(Task item)
Set each record down exactly, excluding all images.

(Entries taken from a collection)
<<<<
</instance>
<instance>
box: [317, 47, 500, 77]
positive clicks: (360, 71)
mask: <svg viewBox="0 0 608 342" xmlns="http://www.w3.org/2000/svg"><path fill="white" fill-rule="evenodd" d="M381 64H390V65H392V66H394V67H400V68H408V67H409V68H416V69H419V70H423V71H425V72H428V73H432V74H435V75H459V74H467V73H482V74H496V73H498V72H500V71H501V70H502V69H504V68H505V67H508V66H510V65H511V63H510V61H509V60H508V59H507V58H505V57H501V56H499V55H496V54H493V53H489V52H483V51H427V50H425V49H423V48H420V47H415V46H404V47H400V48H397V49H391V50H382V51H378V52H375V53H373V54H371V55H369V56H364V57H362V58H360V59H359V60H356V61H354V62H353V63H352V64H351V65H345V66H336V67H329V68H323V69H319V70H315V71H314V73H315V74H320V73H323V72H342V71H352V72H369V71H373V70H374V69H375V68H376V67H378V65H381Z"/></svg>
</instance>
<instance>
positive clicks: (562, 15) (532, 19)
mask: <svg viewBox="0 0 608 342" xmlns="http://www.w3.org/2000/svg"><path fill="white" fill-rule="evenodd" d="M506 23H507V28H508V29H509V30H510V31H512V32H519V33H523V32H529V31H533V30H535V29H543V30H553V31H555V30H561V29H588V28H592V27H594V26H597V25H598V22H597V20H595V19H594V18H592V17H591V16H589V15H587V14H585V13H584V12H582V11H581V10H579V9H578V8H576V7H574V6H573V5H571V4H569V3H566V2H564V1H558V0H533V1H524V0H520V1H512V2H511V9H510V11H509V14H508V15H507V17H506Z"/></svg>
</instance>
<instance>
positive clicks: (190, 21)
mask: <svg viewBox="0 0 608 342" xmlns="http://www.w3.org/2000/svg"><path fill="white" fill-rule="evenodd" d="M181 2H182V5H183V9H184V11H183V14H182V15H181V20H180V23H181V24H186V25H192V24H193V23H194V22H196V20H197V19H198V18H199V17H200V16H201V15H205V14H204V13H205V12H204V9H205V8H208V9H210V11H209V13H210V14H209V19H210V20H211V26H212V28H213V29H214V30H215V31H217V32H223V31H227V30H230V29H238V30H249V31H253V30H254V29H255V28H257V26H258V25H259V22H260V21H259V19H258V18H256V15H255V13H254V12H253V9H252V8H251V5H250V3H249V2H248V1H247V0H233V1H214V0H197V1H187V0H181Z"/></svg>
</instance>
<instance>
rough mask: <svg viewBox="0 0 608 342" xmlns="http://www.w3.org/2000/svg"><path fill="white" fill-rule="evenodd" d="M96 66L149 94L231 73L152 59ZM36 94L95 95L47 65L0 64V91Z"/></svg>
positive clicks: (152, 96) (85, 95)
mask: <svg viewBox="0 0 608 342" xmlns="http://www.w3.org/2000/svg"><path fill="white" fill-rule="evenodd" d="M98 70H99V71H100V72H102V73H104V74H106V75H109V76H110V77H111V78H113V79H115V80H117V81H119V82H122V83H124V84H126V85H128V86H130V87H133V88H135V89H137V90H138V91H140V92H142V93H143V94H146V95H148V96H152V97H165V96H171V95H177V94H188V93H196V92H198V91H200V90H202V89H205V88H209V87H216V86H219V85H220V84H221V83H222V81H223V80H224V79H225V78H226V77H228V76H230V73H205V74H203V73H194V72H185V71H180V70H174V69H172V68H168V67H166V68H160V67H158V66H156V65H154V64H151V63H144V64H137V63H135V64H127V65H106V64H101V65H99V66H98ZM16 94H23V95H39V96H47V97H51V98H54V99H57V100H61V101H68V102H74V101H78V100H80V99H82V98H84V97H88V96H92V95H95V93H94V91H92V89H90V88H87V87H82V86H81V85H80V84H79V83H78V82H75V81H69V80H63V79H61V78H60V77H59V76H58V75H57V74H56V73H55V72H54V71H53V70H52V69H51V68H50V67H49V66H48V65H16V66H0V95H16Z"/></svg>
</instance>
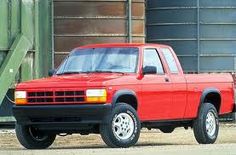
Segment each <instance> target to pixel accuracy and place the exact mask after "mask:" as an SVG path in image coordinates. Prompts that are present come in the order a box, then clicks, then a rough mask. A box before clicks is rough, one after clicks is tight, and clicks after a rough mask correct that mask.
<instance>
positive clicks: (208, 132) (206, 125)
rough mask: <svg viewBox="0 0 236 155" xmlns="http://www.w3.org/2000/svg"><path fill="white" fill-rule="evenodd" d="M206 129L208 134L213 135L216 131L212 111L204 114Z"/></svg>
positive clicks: (215, 128)
mask: <svg viewBox="0 0 236 155" xmlns="http://www.w3.org/2000/svg"><path fill="white" fill-rule="evenodd" d="M206 131H207V134H208V136H210V137H212V136H214V134H215V132H216V119H215V115H214V113H213V112H209V113H208V114H207V116H206Z"/></svg>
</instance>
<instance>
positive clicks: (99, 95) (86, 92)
mask: <svg viewBox="0 0 236 155" xmlns="http://www.w3.org/2000/svg"><path fill="white" fill-rule="evenodd" d="M86 101H87V102H94V103H96V102H97V103H99V102H106V101H107V91H106V89H88V90H87V91H86Z"/></svg>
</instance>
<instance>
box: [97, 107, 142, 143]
mask: <svg viewBox="0 0 236 155" xmlns="http://www.w3.org/2000/svg"><path fill="white" fill-rule="evenodd" d="M140 128H141V125H140V121H139V119H138V116H137V113H136V111H135V110H134V108H133V107H131V106H130V105H128V104H124V103H119V104H117V105H116V106H115V108H114V109H113V110H112V112H111V114H110V115H108V116H107V117H106V119H105V120H104V122H103V124H102V125H101V126H100V133H101V137H102V139H103V141H104V142H105V143H106V144H107V145H108V146H110V147H130V146H132V145H134V144H136V142H137V141H138V138H139V135H140Z"/></svg>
>>>>
(Response below)
</instance>
<instance>
box: [317, 47, 500, 77]
positive clicks: (360, 71)
mask: <svg viewBox="0 0 608 342" xmlns="http://www.w3.org/2000/svg"><path fill="white" fill-rule="evenodd" d="M381 64H390V65H392V66H394V67H400V68H408V67H409V68H416V69H419V70H423V71H425V72H428V73H432V74H435V75H459V74H467V73H482V74H496V73H498V72H500V71H501V70H502V69H504V68H505V67H508V66H510V65H511V63H510V61H509V60H508V59H507V58H505V57H501V56H499V55H496V54H493V53H489V52H483V51H427V50H425V49H423V48H420V47H415V46H404V47H400V48H397V49H391V50H382V51H378V52H375V53H373V54H371V55H369V56H364V57H362V58H360V59H359V60H356V61H354V62H353V63H352V64H351V65H345V66H336V67H329V68H323V69H319V70H315V71H314V73H315V74H320V73H323V72H342V71H352V72H369V71H373V70H374V69H375V68H376V67H378V65H381Z"/></svg>
</instance>
<instance>
positive clicks: (562, 15) (532, 19)
mask: <svg viewBox="0 0 608 342" xmlns="http://www.w3.org/2000/svg"><path fill="white" fill-rule="evenodd" d="M506 23H507V28H508V29H509V30H510V31H512V32H519V33H523V32H529V31H533V30H535V29H543V30H553V31H555V30H561V29H588V28H592V27H594V26H597V25H598V22H597V20H595V19H594V18H592V17H591V16H589V15H587V14H585V13H584V12H582V11H581V10H579V9H578V8H576V7H574V6H573V5H571V4H569V3H566V2H564V1H558V0H533V1H524V0H520V1H512V2H511V9H510V11H509V14H508V15H507V17H506Z"/></svg>
</instance>
<instance>
positive clicks: (190, 21)
mask: <svg viewBox="0 0 608 342" xmlns="http://www.w3.org/2000/svg"><path fill="white" fill-rule="evenodd" d="M181 2H182V5H183V9H184V11H183V14H182V15H181V20H180V23H181V24H186V25H192V24H193V23H194V22H196V20H197V19H198V18H199V17H200V16H201V15H205V14H204V13H205V12H204V9H205V8H208V9H210V11H209V13H210V14H209V19H210V20H211V26H212V28H213V29H214V30H215V31H217V32H223V31H227V30H230V29H238V30H249V31H253V30H254V29H255V28H257V26H258V25H259V22H260V21H259V19H258V18H256V15H255V13H254V12H253V9H252V8H251V5H250V3H249V2H248V1H247V0H233V1H214V0H197V1H187V0H181Z"/></svg>
</instance>
<instance>
rough mask: <svg viewBox="0 0 608 342" xmlns="http://www.w3.org/2000/svg"><path fill="white" fill-rule="evenodd" d="M96 66L149 94L231 73L152 59ZM36 94L95 95L47 65L0 64V91Z"/></svg>
positive clicks: (152, 96) (85, 95)
mask: <svg viewBox="0 0 608 342" xmlns="http://www.w3.org/2000/svg"><path fill="white" fill-rule="evenodd" d="M98 70H99V71H100V72H102V73H104V74H106V75H109V76H110V77H111V78H113V79H115V80H117V81H119V82H122V83H124V84H126V85H128V86H130V87H133V88H135V89H137V90H138V91H140V92H142V93H143V94H146V95H148V96H152V97H165V96H171V95H177V94H188V93H196V92H198V91H200V90H202V89H205V88H209V87H216V86H219V85H220V84H221V83H222V81H223V80H224V79H225V78H226V77H228V76H230V73H205V74H203V73H194V72H185V71H180V70H174V69H172V68H168V67H166V68H160V67H158V66H156V65H154V64H151V63H144V64H137V63H135V64H127V65H106V64H101V65H99V66H98ZM16 94H23V95H39V96H47V97H51V98H54V99H57V100H61V101H68V102H74V101H78V100H80V99H82V98H84V97H88V96H92V95H95V93H94V91H92V89H90V88H87V87H82V86H81V85H80V84H79V83H78V82H75V81H69V80H63V79H61V78H60V77H59V76H58V75H57V74H56V73H55V72H54V71H53V70H52V69H51V68H50V67H49V66H48V65H16V66H0V95H16Z"/></svg>
</instance>
Segment each <instance> target to pixel accuracy and place the exact mask after "mask:" as an SVG path in image coordinates. Prompts that are present come in the order a box, then clicks, then a rough mask. A box before clicks is rough, one after clicks is tight, and clicks after a rough mask correct that mask.
<instance>
positive clicks: (208, 132) (206, 125)
rough mask: <svg viewBox="0 0 236 155" xmlns="http://www.w3.org/2000/svg"><path fill="white" fill-rule="evenodd" d="M206 129L208 134L213 135L216 131L212 111L204 114Z"/></svg>
positive clicks: (215, 128)
mask: <svg viewBox="0 0 236 155" xmlns="http://www.w3.org/2000/svg"><path fill="white" fill-rule="evenodd" d="M206 131H207V134H208V136H210V137H212V136H214V134H215V132H216V119H215V115H214V113H213V112H209V113H208V114H207V116H206Z"/></svg>
</instance>
<instance>
positive clicks: (99, 95) (86, 92)
mask: <svg viewBox="0 0 236 155" xmlns="http://www.w3.org/2000/svg"><path fill="white" fill-rule="evenodd" d="M86 101H87V102H94V103H96V102H97V103H99V102H106V101H107V91H106V89H88V90H87V91H86Z"/></svg>
</instance>
<instance>
box: [97, 107, 142, 143]
mask: <svg viewBox="0 0 236 155" xmlns="http://www.w3.org/2000/svg"><path fill="white" fill-rule="evenodd" d="M140 128H141V125H140V121H139V119H138V116H137V113H136V111H135V110H134V108H133V107H131V106H130V105H128V104H124V103H119V104H117V105H116V106H115V108H114V109H113V110H112V112H111V114H110V115H108V116H107V117H106V119H105V120H104V122H103V124H102V125H101V126H100V133H101V137H102V139H103V141H104V142H105V143H106V144H107V145H108V146H110V147H130V146H132V145H134V144H136V142H137V141H138V138H139V135H140Z"/></svg>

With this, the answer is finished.